- [Task item]: A word-for-word copy of the whole listing is required.

- [Supplied entries]:
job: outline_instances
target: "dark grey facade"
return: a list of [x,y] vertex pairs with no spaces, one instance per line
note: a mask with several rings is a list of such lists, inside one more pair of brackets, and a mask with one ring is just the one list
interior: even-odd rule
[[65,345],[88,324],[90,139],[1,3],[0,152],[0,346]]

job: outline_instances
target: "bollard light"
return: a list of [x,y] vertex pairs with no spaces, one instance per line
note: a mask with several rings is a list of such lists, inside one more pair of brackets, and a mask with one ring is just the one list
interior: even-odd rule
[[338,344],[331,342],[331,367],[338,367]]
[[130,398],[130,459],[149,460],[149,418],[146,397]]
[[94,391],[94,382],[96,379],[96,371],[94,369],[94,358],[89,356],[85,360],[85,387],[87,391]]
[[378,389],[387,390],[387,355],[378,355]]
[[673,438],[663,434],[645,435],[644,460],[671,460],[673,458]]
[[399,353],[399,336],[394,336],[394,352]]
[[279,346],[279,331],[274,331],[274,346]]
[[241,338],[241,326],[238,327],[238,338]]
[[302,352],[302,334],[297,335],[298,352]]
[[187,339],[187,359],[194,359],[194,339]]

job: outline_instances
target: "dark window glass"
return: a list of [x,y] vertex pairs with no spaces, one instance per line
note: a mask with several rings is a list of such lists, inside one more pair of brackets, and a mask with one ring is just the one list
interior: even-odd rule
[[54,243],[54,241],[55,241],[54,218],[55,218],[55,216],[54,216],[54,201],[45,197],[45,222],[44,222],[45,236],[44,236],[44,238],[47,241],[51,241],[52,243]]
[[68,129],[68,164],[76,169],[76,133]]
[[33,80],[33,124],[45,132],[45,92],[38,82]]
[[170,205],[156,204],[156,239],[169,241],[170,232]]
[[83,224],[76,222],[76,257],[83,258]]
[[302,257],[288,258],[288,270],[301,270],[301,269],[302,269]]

- [Exercise response]:
job: outline_instances
target: "dark grey facade"
return: a list of [x,y] vertex pairs with no spaces, one instance per line
note: a mask with several rings is a list of such lists, inside one more pair of brackets, and a mask with one ring is just the one list
interior: even-odd rule
[[65,345],[88,324],[90,139],[1,3],[0,152],[0,346]]

job: outline_instances
target: "bollard light"
return: a list of [x,y] vertex pairs with no spaces, one instance per line
note: a mask with several rings is a list of such lists, inside one more pair of brackets, and a mask with one ring is just the one list
interior: even-odd rule
[[338,344],[331,342],[331,367],[338,367]]
[[130,398],[130,459],[149,460],[149,418],[146,397]]
[[94,391],[94,382],[96,379],[96,371],[94,369],[94,358],[89,356],[85,360],[85,387],[87,391]]
[[378,389],[387,390],[387,355],[378,355]]
[[673,438],[663,434],[645,435],[644,460],[671,460],[673,458]]
[[399,353],[399,336],[394,336],[394,352]]
[[279,346],[279,331],[274,331],[274,346]]
[[241,338],[241,326],[238,327],[238,338]]
[[302,352],[302,334],[297,335],[298,352]]
[[187,339],[187,359],[194,359],[194,339]]

job: outline_instances
target: "dark window glass"
return: a list of [x,y] vertex pairs with no spaces, one instance per line
note: a mask with several rings is a list of such lists, inside one more pair of brackets, and a mask with one ring is just the one list
interior: even-odd rule
[[54,243],[54,241],[55,241],[54,218],[55,218],[55,216],[54,216],[54,201],[45,197],[45,222],[44,222],[45,236],[44,236],[44,238],[47,241],[51,241],[52,243]]
[[68,129],[68,164],[76,169],[76,133]]
[[33,80],[33,124],[45,132],[45,92],[38,82]]
[[170,205],[156,204],[156,239],[169,241],[170,232]]
[[83,224],[76,222],[76,257],[83,258]]
[[302,257],[288,258],[288,270],[301,270],[301,269],[302,269]]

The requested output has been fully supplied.